**STATED PROBLEM**.
Starting at the line with "If you could pin the glass" and stopping at the final line, retype the data below exactly; do not carry over any pictures.

##########

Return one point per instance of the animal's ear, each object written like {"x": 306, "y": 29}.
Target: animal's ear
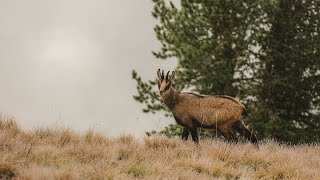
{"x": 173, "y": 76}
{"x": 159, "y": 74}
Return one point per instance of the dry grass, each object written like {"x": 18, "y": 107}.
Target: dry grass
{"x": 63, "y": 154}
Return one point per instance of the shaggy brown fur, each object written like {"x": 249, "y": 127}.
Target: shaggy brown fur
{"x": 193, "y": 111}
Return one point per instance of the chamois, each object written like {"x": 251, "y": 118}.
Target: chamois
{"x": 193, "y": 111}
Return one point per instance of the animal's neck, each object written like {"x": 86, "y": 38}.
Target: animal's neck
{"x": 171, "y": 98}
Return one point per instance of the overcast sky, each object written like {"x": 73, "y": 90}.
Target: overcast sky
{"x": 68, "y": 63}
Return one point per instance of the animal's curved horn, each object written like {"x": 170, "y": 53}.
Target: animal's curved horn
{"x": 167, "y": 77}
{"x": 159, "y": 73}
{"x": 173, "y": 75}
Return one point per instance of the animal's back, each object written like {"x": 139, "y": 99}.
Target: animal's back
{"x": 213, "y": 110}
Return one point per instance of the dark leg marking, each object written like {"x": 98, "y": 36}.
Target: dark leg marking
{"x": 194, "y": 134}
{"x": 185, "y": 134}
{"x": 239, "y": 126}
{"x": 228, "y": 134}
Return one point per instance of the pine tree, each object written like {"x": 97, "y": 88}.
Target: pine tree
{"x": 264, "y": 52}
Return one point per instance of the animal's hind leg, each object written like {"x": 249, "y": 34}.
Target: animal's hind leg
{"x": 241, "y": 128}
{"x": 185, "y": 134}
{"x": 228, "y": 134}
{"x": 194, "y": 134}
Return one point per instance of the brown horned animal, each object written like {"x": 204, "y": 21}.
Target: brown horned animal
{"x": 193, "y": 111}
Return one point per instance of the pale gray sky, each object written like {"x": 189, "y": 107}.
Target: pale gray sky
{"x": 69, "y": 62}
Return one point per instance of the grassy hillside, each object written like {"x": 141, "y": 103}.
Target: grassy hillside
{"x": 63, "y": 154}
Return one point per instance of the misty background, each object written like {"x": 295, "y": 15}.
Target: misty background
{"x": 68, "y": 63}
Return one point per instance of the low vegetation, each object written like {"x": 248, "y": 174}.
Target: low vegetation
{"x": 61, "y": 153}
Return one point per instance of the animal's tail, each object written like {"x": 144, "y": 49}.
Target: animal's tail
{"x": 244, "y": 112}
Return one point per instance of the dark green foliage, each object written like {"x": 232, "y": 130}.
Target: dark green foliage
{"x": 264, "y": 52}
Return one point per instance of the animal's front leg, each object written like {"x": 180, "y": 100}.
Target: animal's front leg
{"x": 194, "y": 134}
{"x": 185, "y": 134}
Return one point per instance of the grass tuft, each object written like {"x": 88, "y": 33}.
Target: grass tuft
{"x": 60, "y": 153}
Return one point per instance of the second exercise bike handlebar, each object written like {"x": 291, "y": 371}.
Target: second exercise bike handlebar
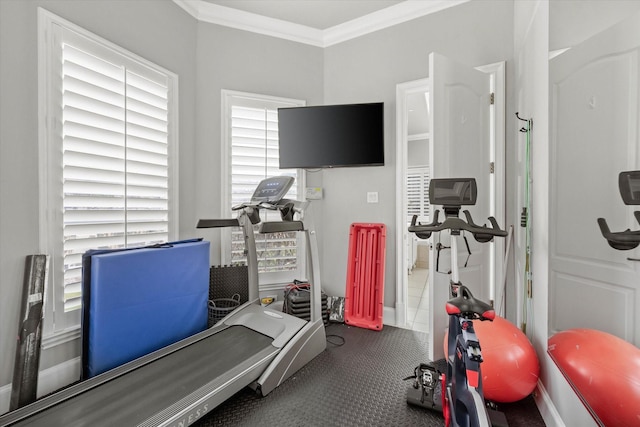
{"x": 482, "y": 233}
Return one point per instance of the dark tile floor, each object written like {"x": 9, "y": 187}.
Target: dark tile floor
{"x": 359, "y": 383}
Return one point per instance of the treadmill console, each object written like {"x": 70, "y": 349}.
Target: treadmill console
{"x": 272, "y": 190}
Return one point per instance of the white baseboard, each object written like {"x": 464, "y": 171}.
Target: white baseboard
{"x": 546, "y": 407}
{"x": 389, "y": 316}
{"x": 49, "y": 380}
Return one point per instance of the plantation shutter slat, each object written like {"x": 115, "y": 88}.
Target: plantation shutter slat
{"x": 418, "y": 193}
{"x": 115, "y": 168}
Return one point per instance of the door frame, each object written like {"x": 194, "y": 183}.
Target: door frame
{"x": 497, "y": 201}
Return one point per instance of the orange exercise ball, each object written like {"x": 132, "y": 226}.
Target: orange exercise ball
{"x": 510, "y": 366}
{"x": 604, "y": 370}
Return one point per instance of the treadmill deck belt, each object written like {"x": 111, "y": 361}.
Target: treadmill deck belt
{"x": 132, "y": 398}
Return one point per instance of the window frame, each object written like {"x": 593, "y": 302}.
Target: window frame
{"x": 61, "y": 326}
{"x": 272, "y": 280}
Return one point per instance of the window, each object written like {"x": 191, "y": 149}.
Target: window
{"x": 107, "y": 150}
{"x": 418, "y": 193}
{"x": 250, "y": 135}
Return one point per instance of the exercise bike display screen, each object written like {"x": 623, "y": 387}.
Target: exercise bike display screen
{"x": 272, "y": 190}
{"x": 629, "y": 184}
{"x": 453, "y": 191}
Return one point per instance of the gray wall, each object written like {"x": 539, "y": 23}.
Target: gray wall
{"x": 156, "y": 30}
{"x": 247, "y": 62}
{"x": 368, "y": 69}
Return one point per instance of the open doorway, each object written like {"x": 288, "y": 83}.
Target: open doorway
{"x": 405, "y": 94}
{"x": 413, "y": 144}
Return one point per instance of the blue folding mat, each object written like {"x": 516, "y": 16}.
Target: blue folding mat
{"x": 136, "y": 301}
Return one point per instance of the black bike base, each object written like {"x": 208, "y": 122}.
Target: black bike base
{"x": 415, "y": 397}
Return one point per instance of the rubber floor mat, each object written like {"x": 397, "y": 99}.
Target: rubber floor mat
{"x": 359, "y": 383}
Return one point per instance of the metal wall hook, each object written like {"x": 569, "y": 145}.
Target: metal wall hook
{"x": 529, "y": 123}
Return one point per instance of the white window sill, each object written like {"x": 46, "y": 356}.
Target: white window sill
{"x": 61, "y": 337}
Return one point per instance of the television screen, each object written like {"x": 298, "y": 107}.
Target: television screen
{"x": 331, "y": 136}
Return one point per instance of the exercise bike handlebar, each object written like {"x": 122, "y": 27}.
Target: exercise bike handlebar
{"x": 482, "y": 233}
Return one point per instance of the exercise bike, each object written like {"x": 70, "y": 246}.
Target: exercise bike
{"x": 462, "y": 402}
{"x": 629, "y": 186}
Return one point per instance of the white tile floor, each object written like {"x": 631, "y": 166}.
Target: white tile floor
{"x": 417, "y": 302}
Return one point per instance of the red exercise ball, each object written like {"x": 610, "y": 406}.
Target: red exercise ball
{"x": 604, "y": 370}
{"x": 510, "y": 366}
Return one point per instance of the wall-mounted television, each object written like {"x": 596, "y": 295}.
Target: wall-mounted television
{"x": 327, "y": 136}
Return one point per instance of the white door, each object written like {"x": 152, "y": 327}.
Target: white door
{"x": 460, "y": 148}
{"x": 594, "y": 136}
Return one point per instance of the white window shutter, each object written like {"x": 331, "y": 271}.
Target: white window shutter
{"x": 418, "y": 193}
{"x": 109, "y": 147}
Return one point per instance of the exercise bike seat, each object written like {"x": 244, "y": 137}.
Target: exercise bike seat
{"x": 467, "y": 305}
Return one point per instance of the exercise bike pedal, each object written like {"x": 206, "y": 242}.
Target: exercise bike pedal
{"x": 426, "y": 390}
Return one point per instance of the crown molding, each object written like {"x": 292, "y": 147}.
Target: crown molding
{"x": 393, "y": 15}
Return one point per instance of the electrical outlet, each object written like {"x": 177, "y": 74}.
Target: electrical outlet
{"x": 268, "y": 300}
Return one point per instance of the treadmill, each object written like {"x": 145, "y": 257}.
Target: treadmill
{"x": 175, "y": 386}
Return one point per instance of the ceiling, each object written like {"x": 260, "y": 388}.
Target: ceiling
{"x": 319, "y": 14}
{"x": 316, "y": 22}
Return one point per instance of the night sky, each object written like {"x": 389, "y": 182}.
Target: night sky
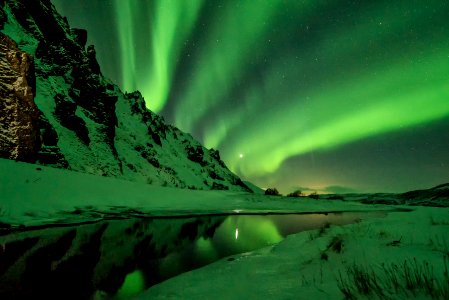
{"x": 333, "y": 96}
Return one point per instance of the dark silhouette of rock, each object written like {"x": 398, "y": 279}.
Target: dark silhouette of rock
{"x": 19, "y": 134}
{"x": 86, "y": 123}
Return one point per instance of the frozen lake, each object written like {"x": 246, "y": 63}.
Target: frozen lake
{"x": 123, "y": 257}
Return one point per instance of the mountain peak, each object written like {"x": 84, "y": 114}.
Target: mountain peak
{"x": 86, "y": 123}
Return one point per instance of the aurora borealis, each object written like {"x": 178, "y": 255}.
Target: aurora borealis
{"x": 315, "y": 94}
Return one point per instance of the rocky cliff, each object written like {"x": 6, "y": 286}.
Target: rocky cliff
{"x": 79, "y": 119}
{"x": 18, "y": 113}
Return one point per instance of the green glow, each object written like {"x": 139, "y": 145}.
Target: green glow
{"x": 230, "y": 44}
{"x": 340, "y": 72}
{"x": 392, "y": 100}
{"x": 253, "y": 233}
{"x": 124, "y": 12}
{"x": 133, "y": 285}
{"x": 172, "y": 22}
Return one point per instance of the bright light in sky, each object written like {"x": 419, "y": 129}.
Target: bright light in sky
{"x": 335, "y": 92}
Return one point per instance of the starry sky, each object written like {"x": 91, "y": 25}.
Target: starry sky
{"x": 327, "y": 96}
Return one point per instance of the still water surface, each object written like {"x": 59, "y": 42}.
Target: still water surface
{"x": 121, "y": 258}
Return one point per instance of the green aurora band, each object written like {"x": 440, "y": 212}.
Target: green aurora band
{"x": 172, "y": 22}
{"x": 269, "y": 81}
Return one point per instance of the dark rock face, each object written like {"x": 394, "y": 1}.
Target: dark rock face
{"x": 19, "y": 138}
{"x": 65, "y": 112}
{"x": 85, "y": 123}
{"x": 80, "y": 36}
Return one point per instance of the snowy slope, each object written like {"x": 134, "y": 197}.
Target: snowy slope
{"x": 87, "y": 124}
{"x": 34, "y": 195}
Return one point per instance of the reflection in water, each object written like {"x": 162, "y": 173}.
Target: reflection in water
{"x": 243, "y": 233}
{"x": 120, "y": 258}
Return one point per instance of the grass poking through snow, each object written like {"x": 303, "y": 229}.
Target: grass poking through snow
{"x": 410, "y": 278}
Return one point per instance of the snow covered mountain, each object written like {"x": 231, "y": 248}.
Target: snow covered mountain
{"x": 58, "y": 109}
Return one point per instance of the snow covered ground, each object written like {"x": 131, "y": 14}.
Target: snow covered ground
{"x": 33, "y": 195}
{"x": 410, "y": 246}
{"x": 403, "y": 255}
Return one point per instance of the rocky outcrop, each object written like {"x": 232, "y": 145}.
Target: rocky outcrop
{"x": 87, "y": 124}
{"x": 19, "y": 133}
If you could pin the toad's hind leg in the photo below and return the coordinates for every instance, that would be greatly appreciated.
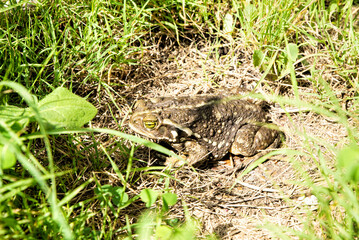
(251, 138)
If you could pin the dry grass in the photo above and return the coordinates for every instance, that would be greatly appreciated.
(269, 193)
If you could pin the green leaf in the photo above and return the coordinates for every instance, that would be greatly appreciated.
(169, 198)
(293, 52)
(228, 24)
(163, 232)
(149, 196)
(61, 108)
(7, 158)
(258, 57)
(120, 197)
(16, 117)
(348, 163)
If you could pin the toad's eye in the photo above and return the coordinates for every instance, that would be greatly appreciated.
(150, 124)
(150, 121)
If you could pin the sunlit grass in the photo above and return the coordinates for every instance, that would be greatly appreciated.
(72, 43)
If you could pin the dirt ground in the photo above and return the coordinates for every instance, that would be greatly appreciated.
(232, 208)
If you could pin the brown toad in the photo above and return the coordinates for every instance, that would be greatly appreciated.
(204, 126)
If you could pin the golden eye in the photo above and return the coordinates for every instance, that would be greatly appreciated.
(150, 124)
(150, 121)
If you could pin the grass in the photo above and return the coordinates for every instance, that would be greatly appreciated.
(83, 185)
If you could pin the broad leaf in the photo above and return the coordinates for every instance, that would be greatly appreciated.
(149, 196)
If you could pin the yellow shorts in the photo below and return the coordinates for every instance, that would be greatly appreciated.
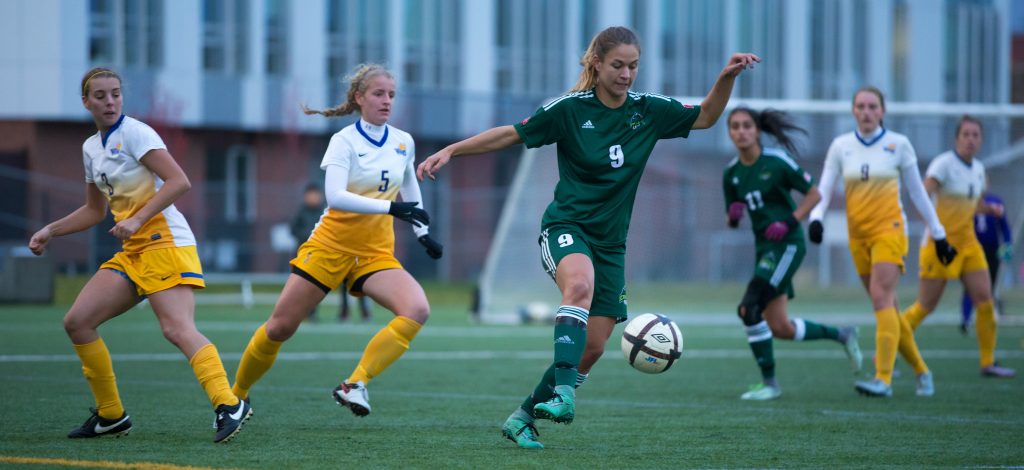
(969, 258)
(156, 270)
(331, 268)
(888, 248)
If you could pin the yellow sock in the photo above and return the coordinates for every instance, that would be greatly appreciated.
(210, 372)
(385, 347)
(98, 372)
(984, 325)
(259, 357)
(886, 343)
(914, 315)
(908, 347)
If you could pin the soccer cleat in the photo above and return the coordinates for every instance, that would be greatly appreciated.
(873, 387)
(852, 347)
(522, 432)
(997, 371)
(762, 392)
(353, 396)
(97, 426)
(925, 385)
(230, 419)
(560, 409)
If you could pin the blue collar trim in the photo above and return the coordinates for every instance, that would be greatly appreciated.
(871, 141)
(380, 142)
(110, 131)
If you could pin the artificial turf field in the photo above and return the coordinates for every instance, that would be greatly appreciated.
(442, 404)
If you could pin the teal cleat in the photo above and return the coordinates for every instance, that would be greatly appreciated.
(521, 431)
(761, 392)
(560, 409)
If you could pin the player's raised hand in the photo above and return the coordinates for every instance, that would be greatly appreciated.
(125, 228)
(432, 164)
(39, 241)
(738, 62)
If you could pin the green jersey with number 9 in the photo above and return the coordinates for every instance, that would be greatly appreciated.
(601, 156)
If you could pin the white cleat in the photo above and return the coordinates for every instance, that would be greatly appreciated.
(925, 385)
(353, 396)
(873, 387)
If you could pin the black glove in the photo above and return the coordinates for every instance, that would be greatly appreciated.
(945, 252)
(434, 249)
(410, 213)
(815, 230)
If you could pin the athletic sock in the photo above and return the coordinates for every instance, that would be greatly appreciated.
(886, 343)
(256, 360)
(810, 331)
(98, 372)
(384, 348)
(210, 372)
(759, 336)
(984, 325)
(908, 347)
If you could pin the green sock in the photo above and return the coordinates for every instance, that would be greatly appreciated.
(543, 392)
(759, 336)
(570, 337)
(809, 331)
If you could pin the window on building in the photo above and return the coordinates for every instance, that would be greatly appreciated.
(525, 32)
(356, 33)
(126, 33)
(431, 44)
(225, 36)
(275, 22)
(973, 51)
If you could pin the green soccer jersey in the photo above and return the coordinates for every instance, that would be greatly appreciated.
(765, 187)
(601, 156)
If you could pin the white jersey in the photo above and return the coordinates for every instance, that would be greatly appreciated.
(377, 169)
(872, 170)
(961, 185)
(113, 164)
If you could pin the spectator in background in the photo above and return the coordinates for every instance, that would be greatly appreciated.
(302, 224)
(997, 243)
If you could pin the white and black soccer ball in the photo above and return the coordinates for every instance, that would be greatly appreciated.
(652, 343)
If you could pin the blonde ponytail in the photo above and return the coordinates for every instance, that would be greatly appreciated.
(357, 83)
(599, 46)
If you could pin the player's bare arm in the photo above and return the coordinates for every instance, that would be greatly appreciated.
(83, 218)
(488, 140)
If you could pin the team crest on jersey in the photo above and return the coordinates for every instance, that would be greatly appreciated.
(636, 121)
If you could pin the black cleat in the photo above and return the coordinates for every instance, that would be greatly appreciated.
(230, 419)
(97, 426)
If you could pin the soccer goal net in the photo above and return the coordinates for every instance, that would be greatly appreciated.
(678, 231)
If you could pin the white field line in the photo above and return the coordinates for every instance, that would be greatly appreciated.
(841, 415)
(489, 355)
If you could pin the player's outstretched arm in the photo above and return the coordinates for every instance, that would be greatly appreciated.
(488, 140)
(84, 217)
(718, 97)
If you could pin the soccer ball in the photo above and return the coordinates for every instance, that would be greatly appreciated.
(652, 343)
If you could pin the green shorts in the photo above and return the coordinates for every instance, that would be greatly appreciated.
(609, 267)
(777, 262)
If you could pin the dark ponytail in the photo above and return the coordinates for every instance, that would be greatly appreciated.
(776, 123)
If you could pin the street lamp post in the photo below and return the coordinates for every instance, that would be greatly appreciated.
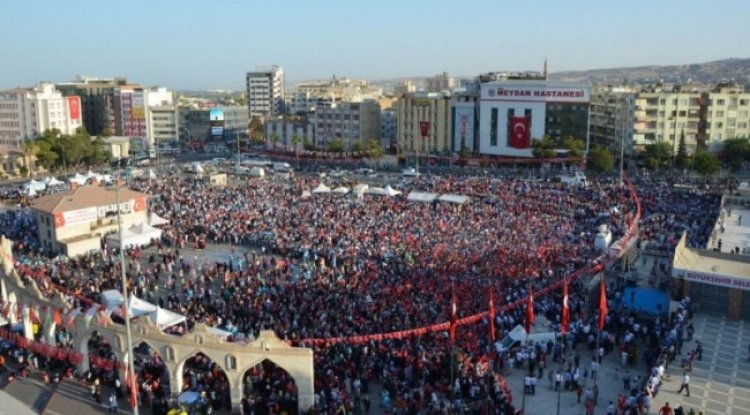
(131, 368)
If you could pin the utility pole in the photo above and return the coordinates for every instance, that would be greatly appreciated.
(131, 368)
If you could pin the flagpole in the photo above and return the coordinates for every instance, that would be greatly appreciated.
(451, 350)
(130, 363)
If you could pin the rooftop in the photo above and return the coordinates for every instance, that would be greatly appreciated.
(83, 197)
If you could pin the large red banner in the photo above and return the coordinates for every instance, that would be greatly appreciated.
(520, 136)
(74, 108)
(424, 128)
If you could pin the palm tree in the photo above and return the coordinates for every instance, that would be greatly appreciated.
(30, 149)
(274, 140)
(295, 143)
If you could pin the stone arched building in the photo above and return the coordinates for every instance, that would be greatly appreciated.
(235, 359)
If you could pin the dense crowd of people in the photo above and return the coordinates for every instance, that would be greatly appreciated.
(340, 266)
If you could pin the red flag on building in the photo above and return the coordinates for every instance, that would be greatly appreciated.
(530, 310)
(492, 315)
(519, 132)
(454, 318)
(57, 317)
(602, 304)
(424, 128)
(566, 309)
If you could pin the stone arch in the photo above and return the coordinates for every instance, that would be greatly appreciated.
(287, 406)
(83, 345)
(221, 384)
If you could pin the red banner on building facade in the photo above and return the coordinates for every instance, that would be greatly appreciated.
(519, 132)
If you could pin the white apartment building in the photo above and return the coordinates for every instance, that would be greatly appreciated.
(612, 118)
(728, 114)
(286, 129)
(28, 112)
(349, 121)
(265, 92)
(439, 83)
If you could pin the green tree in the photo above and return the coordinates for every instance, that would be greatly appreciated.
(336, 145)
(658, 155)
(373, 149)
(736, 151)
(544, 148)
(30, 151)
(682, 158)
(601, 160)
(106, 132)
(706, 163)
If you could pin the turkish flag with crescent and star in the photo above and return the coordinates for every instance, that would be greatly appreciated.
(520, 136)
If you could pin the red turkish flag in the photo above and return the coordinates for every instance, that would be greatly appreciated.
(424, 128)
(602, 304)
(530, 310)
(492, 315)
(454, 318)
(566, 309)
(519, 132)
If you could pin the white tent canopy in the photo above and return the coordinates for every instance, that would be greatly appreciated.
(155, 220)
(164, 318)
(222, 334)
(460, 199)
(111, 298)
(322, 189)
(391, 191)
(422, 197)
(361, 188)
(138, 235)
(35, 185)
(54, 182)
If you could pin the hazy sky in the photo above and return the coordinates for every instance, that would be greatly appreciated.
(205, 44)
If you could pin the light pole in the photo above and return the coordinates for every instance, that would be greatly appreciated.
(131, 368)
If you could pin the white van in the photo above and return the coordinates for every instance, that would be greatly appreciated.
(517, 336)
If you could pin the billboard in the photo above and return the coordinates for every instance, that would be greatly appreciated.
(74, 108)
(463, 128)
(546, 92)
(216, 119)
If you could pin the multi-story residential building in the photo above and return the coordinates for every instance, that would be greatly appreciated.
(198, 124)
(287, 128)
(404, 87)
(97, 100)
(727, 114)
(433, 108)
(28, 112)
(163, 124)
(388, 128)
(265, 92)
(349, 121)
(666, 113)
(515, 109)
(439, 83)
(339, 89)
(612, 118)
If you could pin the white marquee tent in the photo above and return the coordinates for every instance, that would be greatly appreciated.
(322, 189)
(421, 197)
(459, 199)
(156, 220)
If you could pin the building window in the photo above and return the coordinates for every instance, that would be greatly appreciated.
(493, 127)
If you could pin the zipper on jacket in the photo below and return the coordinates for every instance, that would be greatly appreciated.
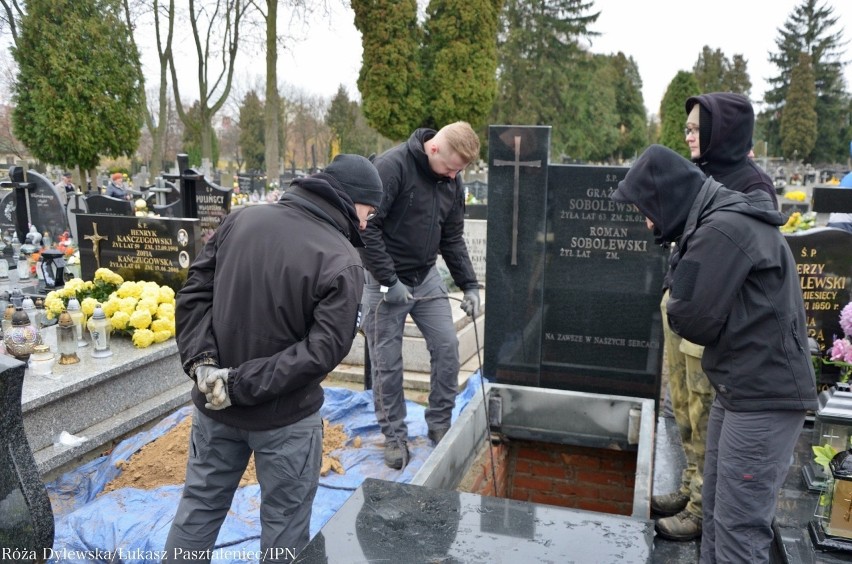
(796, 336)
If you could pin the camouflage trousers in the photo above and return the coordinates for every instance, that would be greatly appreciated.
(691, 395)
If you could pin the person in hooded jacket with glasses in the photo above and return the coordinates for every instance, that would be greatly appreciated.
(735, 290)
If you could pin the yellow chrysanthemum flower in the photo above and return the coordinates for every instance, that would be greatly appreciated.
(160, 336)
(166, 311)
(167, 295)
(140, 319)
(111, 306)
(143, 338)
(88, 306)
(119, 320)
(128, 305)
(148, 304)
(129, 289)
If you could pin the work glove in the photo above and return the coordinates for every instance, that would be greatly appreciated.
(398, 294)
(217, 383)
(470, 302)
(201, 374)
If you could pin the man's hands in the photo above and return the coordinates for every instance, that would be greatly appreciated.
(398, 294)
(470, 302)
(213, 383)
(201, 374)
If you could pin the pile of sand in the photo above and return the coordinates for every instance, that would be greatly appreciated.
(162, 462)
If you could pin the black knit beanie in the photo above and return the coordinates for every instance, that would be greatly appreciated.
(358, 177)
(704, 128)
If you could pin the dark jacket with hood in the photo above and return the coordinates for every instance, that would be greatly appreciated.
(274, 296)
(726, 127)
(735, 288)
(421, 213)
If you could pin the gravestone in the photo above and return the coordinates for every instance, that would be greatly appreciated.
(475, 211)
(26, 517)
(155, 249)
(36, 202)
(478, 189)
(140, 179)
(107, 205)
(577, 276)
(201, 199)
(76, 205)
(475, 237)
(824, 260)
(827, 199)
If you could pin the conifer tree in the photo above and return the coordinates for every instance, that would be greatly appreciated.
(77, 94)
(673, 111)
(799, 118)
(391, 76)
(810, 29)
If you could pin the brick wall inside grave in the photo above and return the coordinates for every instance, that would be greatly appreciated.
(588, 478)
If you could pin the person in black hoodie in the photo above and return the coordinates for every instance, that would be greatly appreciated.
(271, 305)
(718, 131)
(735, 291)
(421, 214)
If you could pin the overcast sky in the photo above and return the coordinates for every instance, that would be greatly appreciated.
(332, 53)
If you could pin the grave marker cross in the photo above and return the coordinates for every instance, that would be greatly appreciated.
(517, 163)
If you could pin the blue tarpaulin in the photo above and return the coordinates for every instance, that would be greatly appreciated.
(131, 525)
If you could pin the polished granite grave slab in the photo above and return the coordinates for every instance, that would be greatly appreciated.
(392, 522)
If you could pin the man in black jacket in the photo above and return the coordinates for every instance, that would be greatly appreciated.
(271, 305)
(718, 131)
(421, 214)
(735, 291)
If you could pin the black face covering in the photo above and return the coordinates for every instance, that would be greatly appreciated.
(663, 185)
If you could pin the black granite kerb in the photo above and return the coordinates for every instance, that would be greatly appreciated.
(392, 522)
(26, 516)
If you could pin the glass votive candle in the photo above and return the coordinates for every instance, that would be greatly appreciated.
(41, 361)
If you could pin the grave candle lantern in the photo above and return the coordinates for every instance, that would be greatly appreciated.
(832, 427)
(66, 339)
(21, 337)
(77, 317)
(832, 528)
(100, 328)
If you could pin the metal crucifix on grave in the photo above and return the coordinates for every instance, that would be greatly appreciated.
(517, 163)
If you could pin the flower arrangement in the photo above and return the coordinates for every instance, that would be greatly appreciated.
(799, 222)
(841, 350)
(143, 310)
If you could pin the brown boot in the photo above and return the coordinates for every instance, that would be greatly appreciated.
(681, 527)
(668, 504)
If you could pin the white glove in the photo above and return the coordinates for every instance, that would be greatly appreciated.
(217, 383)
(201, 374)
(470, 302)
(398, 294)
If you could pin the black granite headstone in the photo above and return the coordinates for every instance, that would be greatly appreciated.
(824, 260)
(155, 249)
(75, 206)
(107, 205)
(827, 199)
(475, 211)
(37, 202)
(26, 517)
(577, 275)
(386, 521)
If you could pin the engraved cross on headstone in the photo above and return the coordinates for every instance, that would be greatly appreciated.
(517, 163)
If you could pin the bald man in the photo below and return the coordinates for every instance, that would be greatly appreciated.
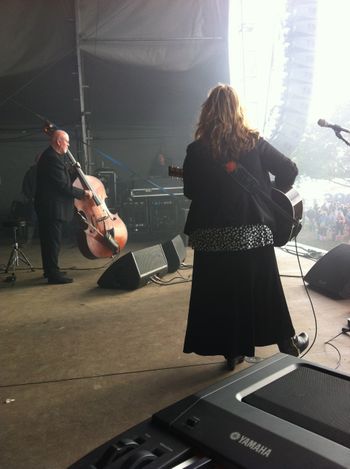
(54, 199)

##########

**TASK SOLUTION**.
If you could pin the glass votive candle in the photo above and return the coordinates for every instance, that would be greatly appreciated.
(41, 361)
If you could pin the grave candle lantern in the photo above and return the coordinates for every instance, that would be greatly appreciated.
(832, 427)
(66, 339)
(21, 337)
(77, 317)
(832, 528)
(100, 328)
If you could pin the metal crucifix on grave in the photo above and return the coordinates for every instance, that would be greatly appreciated.
(517, 163)
If you could pin the flower arrangement in the photo above and return the coordinates for every instance, that would be greatly appreciated.
(799, 222)
(841, 350)
(143, 310)
If you could pin the brown boot in the photo above and return the coordinates for every instance, that would be greatly appreciated.
(681, 527)
(668, 504)
If you could pin the white glove in the photo above and return the coordinates for every instance, that would be greatly appreciated.
(217, 383)
(201, 374)
(470, 302)
(398, 294)
If you could pin the black granite headstone in the photo above and return the coordinates for every instance, that would be greatly appreciated.
(824, 260)
(155, 249)
(75, 206)
(107, 205)
(827, 199)
(475, 211)
(37, 202)
(26, 517)
(577, 275)
(386, 521)
If you could pin the engraved cross on headstone in the photo above and return the coordinates for every instance, that would be greatly appreciated.
(517, 163)
If you could pin the bald man in the photo below and return the coordinates for every instance, that would be greatly appreciated.
(54, 199)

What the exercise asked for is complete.